▸ **FRAGMENTO SELECCIONADO**:

__________________________________________________

Estas imágenes bien podrían ocupar las portadas de los periódicos europeos. Se repiten los mismos pies desgastados por el camino, rostros quemados por el viento y el sol, y familias arrastrando maletas en su huida de la tierra que les vio nacer que vimos en la ruta de los Balcanes durante el verano de 2015. Pero esta vez no hay primeras páginas de grandes diarios, ni organismos internacionales dando la voz de alarma, sólo un silencioso éxodo de todo un pueblo, en este caso con acento venezolano, y nuevas fronteras atravesadas por historias de dolor.
Este verano, las colas para cruzar el puesto fronterizo de Rumichaca -entre Ecuador y Colombia– se han hecho aún más numerosas. Ante el temor de que el nuevo presidente de Colombia, Iván Duque, cierre sus fronteras, el número de personas que cruzan este control para seguir su éxodo por Ecuador ha pasado de 3.500 diarias a principios de año a unas 5.000 en agosto. Muchos de estos venezolanos viajan sin pasaporte, esperando que con sus gastados carnets de identidad puedan conseguir la carta andina que les permita seguir cruzando países y fronteras en busca de un lugar donde puedan reemprender sus vidas. Hasta ahora, la mayoría tenían como destino Perú, donde han llegado más de 350.000 venezolanos en los últimos años después de que el gobierno andino les garantizara un permiso de residencia temporal que les permite trabajar.

__________________________________________________

▸ **DATOS APORTADOS**:
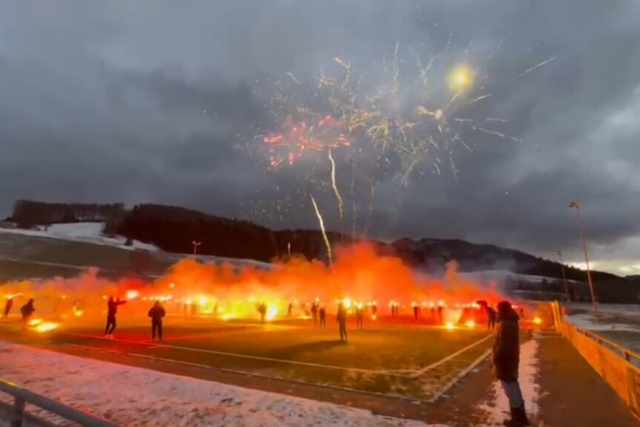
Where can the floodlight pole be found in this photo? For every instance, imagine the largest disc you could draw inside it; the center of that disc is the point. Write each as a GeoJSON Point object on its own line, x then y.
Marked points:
{"type": "Point", "coordinates": [564, 277]}
{"type": "Point", "coordinates": [195, 247]}
{"type": "Point", "coordinates": [576, 206]}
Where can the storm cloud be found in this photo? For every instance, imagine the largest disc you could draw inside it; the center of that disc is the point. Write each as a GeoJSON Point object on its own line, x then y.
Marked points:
{"type": "Point", "coordinates": [160, 101]}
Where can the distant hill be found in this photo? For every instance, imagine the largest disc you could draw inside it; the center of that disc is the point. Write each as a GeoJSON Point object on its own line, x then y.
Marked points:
{"type": "Point", "coordinates": [173, 229]}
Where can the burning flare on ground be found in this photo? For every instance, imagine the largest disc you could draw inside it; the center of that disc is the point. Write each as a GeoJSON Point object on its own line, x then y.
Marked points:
{"type": "Point", "coordinates": [358, 277]}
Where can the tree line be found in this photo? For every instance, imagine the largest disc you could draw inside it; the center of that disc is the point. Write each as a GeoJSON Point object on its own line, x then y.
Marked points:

__________________________________________________

▸ **CONSIGNAS DEL EJERCICIO**:
(a) Imprime el texto sobre el éxodo venezolano desde "Este verano, las" hasta "les permite trabajar.", ambos incluidos.
(b) Prosigue el texto sobre el éxodo venezolano desde donde acaba.

▸ **RESPUESTAS**:
(a)
Este verano, las colas para cruzar el puesto fronterizo de Rumichaca -entre Ecuador y Colombia– se han hecho aún más numerosas. Ante el temor de que el nuevo presidente de Colombia, Iván Duque, cierre sus fronteras, el número de personas que cruzan este control para seguir su éxodo por Ecuador ha pasado de 3.500 diarias a principios de año a unas 5.000 en agosto. Muchos de estos venezolanos viajan sin pasaporte, esperando que con sus gastados carnets de identidad puedan conseguir la carta andina que les permita seguir cruzando países y fronteras en busca de un lugar donde puedan reemprender sus vidas. Hasta ahora, la mayoría tenían como destino Perú, donde han llegado más de 350.000 venezolanos en los últimos años después de que el gobierno andino les garantizara un permiso de residencia temporal que les permite trabajar.

(b)
Según las Naciones Unidas, en los últimos cuatro años 2,3 millones de venezolanos abandonaron su país por la falta de comida, de medicinas y atención médica, así como por una inflación que hace imposible para la mayoría de la población adquirir los recursos básicos. Según este mismo organismo, más de 1,2 millones de las personas que han tenido que exiliarse sufren desnutrición. Con la aceleración del éxodo que se está viviendo en estos meses, se estima que en 2019 serán más de 4 millones los huidos en los cinco años que dura esta crisis humanitaria, una cifra que se aproximaría a la de los 5,6 millones de refugiados que ha dejado el conflicto sirio desde 2011.
Más allá de las cifras, los 1676 kilómetros que separan Cúcuta, la ciudad fronteriza colombiana con Venezuela, de la capital ecuatoriana de Quito, están plagados de testimonios de unos caminantes que al cruzar los Andes pierden a compañeros de viaje por el frío del páramo colombiano; mujeres secuestradas por la guerrilla en el norte de Colombia; y, finalmente, la explotación laboral que les espera en Ecuador. Han tenido que dejar a su familia atrás, a los más vulnerables: madres, padres, hermanos y amigos que no cuentan con el dinero para huir. El futuro de una sociedad que ha quedado esparcido por Perú, Ecuador, Colombia, Chile y Argentina, fundamentalmente.
Estamos ante el mayor movimiento migratorio de la historia reciente de Latinoamérica, que ha quedado opacado por la disputa política y mediática entre el chavismo y el antichavismo, entre los llamados Ejes del bien y del mal. Sin embargo, lejos de esa polarización, de esos reduccionismos a los ‘ismos’, hay una realidad compuesta de grises y de historias de vida que evidencian la necesidad de una urgente actuación global ante un problema humanitario.
Las nuevas regulaciones impuestas por países como Ecuador y Perú que restringen el libre transito de los migrantes venezolanos, hacen que este migraciòn tenga que pasar a través de puntos fronterizos no oficiales como los Aguaverdes, entre Ecuador y Perú, que ya han sido utilizados por narcotraficantes y mafias. los migrantes en otras ocaciones como en el éxodo de haitianos hace años.